(Excerpts of bounding box data)
● ● ● ● ● ● ●
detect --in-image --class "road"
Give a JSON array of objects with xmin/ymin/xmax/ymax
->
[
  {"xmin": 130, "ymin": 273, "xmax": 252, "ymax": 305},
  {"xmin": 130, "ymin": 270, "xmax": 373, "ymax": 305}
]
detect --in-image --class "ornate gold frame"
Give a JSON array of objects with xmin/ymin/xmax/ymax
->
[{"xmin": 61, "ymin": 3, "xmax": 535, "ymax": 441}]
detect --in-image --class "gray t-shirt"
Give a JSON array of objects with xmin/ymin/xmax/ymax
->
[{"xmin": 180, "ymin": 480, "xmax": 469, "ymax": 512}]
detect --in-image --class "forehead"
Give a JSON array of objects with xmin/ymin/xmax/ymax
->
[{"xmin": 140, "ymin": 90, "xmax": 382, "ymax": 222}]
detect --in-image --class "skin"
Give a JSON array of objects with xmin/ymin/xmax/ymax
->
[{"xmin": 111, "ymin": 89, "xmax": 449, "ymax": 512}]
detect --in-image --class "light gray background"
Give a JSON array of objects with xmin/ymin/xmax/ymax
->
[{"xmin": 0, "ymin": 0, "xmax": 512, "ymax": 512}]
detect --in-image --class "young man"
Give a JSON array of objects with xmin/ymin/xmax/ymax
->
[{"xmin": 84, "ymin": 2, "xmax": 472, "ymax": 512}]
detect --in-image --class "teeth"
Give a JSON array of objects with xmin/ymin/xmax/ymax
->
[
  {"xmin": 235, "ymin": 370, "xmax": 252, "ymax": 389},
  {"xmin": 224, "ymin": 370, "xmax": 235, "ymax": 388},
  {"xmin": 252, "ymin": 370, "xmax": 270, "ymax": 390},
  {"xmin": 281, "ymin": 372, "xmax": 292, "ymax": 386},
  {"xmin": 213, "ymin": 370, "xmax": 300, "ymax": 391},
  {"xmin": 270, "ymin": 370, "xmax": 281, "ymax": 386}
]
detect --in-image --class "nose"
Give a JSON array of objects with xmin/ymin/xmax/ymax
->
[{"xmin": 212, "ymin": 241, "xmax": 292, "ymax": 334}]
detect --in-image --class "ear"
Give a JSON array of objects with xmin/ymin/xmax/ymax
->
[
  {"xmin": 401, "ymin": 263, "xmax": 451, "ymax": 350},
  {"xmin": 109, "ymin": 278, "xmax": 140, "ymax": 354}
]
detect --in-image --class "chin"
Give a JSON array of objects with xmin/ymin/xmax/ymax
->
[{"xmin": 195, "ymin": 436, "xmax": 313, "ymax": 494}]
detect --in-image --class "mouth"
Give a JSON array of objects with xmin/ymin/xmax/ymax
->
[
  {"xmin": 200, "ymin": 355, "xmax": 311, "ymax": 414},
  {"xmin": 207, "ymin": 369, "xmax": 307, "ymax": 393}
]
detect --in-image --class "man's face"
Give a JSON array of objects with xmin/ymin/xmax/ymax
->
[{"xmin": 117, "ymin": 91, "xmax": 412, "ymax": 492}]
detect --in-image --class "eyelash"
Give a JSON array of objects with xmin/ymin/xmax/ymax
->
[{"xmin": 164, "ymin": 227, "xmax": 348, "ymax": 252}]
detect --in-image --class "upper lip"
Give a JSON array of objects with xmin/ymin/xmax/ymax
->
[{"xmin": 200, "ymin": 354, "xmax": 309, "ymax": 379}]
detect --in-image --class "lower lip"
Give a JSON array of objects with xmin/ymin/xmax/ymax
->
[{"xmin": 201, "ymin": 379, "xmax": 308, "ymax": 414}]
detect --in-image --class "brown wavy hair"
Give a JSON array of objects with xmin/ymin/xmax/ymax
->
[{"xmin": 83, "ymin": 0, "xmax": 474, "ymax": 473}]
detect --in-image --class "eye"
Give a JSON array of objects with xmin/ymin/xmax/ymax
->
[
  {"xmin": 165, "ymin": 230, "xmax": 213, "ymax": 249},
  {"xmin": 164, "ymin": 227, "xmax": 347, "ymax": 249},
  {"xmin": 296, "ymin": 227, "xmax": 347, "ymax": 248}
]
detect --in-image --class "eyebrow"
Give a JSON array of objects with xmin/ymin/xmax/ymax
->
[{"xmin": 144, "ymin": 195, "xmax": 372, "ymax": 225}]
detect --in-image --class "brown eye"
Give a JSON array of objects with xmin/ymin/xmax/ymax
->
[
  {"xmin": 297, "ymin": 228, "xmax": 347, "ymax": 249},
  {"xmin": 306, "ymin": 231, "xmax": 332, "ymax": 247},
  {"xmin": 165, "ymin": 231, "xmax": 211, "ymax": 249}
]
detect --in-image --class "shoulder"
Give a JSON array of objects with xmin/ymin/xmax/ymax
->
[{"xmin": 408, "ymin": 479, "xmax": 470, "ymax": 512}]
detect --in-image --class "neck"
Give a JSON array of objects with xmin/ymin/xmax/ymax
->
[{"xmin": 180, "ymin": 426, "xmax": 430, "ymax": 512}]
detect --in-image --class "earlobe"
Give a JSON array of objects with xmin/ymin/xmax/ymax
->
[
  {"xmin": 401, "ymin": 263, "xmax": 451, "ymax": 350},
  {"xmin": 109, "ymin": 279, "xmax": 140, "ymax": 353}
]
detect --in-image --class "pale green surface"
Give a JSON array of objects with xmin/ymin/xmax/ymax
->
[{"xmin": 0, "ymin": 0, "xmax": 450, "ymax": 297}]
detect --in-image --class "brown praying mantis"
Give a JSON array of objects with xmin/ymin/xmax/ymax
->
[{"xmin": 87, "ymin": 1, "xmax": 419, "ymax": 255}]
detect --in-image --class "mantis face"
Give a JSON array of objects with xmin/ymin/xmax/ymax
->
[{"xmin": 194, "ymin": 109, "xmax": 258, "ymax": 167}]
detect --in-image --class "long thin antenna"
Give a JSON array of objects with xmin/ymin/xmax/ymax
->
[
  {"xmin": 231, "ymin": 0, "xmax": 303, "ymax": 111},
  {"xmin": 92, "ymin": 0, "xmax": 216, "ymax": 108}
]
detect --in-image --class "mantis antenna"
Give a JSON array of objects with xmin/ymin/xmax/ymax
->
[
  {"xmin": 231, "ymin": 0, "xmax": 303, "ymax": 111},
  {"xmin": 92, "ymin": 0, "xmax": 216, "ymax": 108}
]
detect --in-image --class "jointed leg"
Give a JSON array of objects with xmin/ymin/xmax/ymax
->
● ● ● ● ● ● ●
Goal:
Count the lines that contain the string "mantis", treating case as significant, and give only the number.

Written response:
3